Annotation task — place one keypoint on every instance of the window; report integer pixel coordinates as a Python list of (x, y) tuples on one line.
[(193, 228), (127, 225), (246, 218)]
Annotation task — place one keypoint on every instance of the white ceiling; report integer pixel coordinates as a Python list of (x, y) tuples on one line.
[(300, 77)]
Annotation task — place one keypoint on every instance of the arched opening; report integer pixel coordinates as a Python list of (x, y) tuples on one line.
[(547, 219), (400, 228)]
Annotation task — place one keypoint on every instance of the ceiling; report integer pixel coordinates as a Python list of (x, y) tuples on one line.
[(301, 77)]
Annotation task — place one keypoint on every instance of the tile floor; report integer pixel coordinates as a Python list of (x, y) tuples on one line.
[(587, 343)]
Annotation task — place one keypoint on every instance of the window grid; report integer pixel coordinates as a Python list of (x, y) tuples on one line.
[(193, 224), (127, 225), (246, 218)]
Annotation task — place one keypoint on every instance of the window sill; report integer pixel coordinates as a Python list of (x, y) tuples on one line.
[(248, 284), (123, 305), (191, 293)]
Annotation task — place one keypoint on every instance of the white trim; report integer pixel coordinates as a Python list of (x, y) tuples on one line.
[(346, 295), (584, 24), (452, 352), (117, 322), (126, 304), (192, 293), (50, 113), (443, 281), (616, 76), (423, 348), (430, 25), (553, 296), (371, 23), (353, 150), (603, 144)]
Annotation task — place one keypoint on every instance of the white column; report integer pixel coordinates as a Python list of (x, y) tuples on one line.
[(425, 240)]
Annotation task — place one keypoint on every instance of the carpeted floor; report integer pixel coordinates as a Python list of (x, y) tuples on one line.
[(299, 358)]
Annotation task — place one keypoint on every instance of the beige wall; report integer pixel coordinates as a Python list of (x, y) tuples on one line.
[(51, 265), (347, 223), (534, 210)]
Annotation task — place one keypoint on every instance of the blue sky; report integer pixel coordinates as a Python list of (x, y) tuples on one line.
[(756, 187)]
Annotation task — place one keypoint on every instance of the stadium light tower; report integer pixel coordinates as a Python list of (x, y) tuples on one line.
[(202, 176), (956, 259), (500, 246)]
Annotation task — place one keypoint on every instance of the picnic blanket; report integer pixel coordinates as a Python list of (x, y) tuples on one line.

+++++

Please rewrite all of the entries above, replacing every "keypoint" with "marker" and leaving everything else unchanged.

Annotation task — place one marker on every instance of the window; report integer pixel coordinates as a Python list of (x, y) tuples on one line.
[(193, 228), (127, 225), (246, 218)]
Annotation task — place one marker on every instance of the white ceiling; report integer pixel coordinates as a Python list of (x, y) tuples on one line.
[(300, 77)]
Annotation task — place one marker on every instance of the arched opening; report integer pixel coordinates as a Python list of (x, y) tuples on one line.
[(547, 219), (400, 228)]
Annotation task — place one marker on every instance of the ceiling; report integer pixel coordinates as a Python list of (x, y) tuples on one line.
[(301, 77)]
Annotation task — place one marker on every instance of the tile floor; report integer pixel coordinates as a Python list of (x, y) tuples on one line.
[(587, 343)]
Annotation task — place one marker on every instance of the window grid; report integer pixel coordinates as a Python list of (x, y) tuples on one line.
[(193, 224), (127, 225), (246, 218)]
Annotation task — place one marker on every instance of the window sill; report integer pixel coordinates as a Python list of (x, y) tuples on one line.
[(248, 284), (123, 305), (191, 293)]
Annotation task — place one marker on every instance of the white trim; report integer pixel coordinates as a Python list of (x, y) tuples on one line.
[(346, 295), (584, 24), (452, 352), (117, 322), (126, 304), (192, 293), (50, 113), (443, 281), (616, 76), (423, 348), (430, 25), (553, 296), (371, 23), (353, 150), (603, 144)]
Annotation task — place one marker on every instance of the white column; report integer pixel coordinates as a Python list of (x, y) tuples on one line.
[(425, 240)]
Annotation task — place one marker on every instance of the carpeted floor; report integer pixel coordinates as a Python list of (x, y) tuples on one line.
[(299, 358)]
Annotation task — place one marker on every instance of the beige wall; report integer pixel coordinates as a Python list of (x, y) tuples on one line.
[(51, 265), (347, 223), (534, 210)]
Annotation task — place one marker on every instance of the blue sky; report integer pixel coordinates as a Python list of (x, y) tuples on one line.
[(756, 187)]
Annotation task — place one marker on every instance of the stadium light tower; report integer pixel coordinates as a Python list of (x, y) tuples on one line.
[(202, 176), (956, 259), (500, 246)]
Annotation task — place one marker on every instance of the picnic blanket; report integer pixel coordinates as a Python list of (x, y) tuples on one line.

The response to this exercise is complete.